◆ TASK ITEM
Find the line containing "pixel 238 160" in the data below, then output that line and each one after it exactly, with nothing else.

◆ MATERIAL FOR THIS EXERCISE
☆ ☆ ☆ ☆ ☆

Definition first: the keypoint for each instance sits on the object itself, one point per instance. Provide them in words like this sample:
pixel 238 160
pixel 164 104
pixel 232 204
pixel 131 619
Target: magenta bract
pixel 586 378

☆ ☆ ☆ ☆ ☆

◆ PROBLEM SOLUTION
pixel 238 160
pixel 164 104
pixel 232 204
pixel 131 619
Target: magenta bract
pixel 586 378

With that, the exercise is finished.